▶ _WHAT IS NEEDED_
Please copy out the entire listing below, requests included, and scale every point coordinate in the answers by 1.8, rounding to whole numbers with halves going up. Leave the pictures out.

[Excerpts from a dataset on pointing at objects]
--- begin ---
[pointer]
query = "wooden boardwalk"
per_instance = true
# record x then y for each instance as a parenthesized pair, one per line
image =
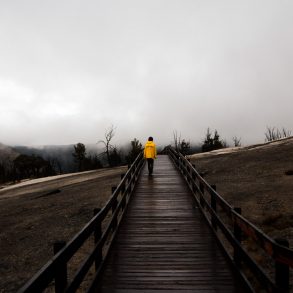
(164, 244)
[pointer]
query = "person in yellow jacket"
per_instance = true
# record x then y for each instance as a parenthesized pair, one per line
(150, 153)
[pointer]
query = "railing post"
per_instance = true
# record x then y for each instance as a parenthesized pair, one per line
(122, 193)
(282, 270)
(214, 206)
(61, 271)
(238, 236)
(97, 237)
(193, 180)
(114, 206)
(201, 188)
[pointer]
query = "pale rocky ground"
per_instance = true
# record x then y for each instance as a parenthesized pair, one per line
--- end ---
▶ _EXERCISE RESULT_
[pointer]
query = "wooden boardwalk"
per_instance = true
# record x then y for each instance as a parenthesized pair, one per line
image =
(295, 439)
[pointer]
query = "person in yellow jacket"
per_instance = true
# record x then y for each instance as a parenthesized pair, one per line
(270, 275)
[pointer]
query = "railing post"
per_instance = true
# record x then y for each instance as a parenthesized pair, one per line
(220, 347)
(508, 486)
(385, 371)
(110, 488)
(428, 425)
(175, 427)
(347, 324)
(205, 371)
(362, 338)
[pointer]
query = "pale rocky ground"
per_instance = true
# record x then y for each instance as a parenthesized pair, one per line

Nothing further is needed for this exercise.